= How to complete this task =
One line at a time, check the entries below for the word "building", and copy each line that has it.
*** Given information Section Begins ***
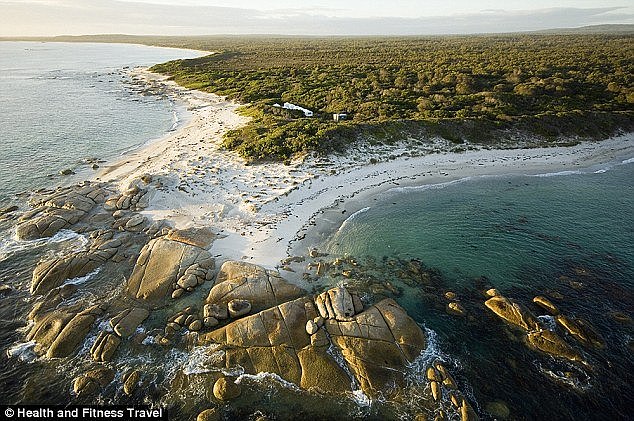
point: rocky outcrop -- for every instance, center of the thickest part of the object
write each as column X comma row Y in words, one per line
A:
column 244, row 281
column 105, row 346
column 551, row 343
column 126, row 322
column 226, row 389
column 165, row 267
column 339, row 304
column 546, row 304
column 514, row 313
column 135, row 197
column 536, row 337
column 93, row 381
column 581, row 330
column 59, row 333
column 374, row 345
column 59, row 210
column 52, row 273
*** Given information Section Ends ***
*** Given information Section Begins ***
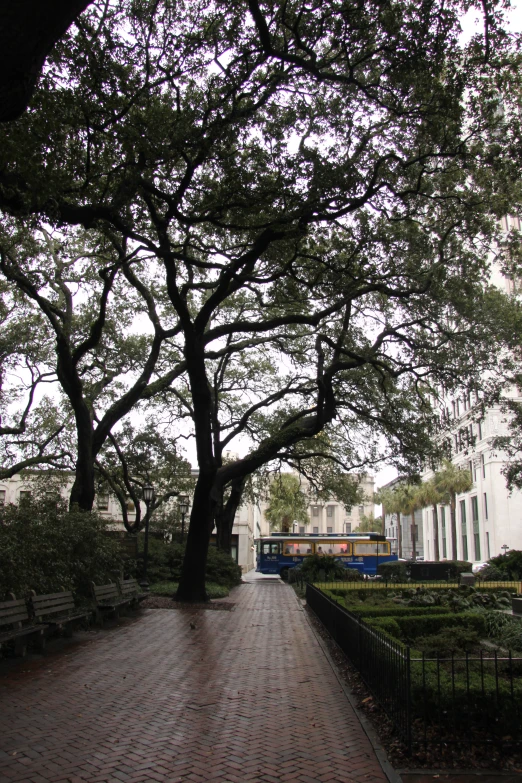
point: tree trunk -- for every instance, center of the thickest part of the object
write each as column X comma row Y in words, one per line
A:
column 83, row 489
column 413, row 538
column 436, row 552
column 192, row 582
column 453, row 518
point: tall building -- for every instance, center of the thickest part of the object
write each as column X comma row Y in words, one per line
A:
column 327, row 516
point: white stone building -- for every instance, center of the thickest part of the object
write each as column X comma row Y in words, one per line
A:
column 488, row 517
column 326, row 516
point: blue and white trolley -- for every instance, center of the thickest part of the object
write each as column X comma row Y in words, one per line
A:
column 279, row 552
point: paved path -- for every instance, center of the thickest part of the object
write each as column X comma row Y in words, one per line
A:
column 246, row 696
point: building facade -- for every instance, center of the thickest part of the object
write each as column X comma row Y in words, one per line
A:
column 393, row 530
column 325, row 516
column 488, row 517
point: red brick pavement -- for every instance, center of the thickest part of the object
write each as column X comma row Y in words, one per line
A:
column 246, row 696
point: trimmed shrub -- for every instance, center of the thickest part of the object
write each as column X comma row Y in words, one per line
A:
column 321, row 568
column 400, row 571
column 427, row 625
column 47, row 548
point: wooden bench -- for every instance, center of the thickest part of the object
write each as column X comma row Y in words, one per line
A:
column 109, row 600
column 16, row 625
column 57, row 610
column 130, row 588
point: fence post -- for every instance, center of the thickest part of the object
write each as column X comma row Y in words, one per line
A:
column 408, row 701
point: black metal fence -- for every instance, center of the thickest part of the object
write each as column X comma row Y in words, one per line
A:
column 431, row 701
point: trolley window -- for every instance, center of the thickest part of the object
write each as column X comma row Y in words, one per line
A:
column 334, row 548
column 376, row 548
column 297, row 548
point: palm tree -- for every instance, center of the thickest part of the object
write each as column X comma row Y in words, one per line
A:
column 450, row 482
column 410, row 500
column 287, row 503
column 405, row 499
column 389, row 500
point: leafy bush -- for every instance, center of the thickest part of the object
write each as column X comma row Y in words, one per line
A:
*** Given information Section Ends ***
*** Given information Section Begins ***
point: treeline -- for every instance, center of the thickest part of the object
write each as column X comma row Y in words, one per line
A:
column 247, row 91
*** Given information Section Ends ***
= Task response =
point: tall building -- for every instance, center of the thickest part of the object
point: white stone building -- for every instance, center of the thickest part of the object
point: building facade -- for every instance, center of the thickest part of the object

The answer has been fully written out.